→ Document section
▼

[iDC] International Political Economy of Work

Phoebe pvm.doc at gmail.com
Mon Sep 14 10:21:55 UTC 2009


Hi

I am about to publish a book with Palgrave Macmillan that looks at how
workers' subjectivities are being invaded through employment policy that
requires seemingly universal skills such as lifelong learning. It's called
the International Political Economy of Work, Skills Revolutions East and
West, and I've given case studies of the UK and South Korea as well as a
small section on Singapore.

Have a look at my recently published article
http://www.jceps.com/index.php?pageID=article&articleID=151

Phoebe


-- 
Employment profile: http://www.espach.salford.ac.uk/page/Phoebe_Moore

JCEPS--my recent article: UK Education, Employability and Everyday Life
http://www.jceps.com/index.php?pageID=article&articleID=151

Media Ecologies workshop, Nov 2009, Manchester
http://www.espach.salford.ac.uk/sssi/p2p/

Manchester Film Cooperative: http://www.manchesterfilm.coop/





2009/9/14 Adam Arvidsson <adam.arvidsson at unimi.it>

>  With a  bit of delay, here is the second instalment of my analysis
>
> of the current crisis from the point of view of  'the ethical economy’
>
> *I. First Idea Our crisis is a crisis of transition. *
> The present financial crisis is not the first to hit us. Rather, the period
> of relative financial calm that marked the persistence of the Bretton Woods
> accord (1947-1971) has been succeeded by a series of financial boom and bust
> cycles, the stock market in the 1980s, the dot.com boom in the 1990s and
> now the sub-prime/real estate bubble. The reasons behind this recent
> volatility are many ad interconnected in complex ways.  First, the collapse
> of the Bretton Woods system itself created higher levels of volatility (in
> particular in currency markets) and greater scope for speculation. Second,
> the computerization, networking and technological refinement of financial
> markets have vastly increased their speed and scope. Third, deregulation and
> other policy decisions has further accelerated the process (like Margaret
> Thatcher's decision to systematically transform the British economy from one
> centred on industry to one centred on finance and corporate services).

▲

→ Material provided
▼

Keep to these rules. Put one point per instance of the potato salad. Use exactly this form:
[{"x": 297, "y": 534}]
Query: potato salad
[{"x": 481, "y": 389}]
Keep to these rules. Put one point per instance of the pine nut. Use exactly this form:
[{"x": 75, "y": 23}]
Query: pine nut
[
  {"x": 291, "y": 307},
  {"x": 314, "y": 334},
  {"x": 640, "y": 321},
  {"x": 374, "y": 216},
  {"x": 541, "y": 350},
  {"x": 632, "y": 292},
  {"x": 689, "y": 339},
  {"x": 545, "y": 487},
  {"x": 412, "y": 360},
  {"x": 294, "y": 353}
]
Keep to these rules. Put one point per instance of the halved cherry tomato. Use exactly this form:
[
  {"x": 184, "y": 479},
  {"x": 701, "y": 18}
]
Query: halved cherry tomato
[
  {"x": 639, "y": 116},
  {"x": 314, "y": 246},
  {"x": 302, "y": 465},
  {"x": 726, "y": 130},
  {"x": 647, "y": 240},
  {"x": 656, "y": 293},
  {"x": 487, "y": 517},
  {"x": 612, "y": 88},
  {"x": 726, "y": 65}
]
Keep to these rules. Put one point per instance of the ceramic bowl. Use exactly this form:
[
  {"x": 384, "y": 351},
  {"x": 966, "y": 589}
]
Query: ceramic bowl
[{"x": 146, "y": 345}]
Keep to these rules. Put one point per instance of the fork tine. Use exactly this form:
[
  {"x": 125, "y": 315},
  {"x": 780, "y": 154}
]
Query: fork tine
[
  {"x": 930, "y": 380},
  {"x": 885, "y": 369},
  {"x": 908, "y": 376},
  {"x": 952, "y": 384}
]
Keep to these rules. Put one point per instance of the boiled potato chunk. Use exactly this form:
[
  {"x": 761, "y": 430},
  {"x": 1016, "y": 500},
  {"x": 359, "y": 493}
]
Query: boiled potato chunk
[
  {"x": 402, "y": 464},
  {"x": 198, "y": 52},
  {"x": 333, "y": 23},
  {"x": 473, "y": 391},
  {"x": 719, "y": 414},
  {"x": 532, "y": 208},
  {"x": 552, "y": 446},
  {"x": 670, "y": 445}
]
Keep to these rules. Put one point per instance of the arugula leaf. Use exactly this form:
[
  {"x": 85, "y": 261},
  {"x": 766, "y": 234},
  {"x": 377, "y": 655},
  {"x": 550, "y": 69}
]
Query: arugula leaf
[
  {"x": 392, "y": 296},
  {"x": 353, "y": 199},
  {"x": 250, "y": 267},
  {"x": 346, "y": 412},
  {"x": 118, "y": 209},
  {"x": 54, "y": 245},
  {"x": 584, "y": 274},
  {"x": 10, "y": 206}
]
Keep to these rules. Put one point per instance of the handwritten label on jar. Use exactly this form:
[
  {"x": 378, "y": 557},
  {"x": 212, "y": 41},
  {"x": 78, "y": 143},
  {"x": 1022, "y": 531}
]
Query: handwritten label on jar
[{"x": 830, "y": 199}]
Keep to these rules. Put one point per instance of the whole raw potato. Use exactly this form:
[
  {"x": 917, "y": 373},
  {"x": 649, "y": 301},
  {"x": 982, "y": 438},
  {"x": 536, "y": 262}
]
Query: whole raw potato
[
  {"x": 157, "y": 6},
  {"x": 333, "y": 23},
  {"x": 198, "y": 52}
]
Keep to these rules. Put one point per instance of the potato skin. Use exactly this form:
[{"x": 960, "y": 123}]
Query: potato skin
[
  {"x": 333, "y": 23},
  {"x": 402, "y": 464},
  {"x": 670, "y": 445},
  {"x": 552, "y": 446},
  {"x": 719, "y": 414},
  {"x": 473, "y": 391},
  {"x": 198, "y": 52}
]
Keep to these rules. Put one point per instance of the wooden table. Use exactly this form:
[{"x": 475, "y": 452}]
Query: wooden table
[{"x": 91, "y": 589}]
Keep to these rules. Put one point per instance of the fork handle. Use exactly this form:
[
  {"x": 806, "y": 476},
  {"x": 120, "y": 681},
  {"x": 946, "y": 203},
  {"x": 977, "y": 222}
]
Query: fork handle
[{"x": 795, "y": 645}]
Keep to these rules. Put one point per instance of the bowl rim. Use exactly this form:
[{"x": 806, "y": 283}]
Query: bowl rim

▲

→ Problem to work on
Reproduce the passage of the mailing-list post about the International Political Economy of Work verbatim, starting at "I am about to" and ending at "section on Singapore.".

→ Solved exercise
I am about to publish a book with Palgrave Macmillan that looks at how
workers' subjectivities are being invaded through employment policy that
requires seemingly universal skills such as lifelong learning. It's called
the International Political Economy of Work, Skills Revolutions East and
West, and I've given case studies of the UK and South Korea as well as a
small section on Singapore.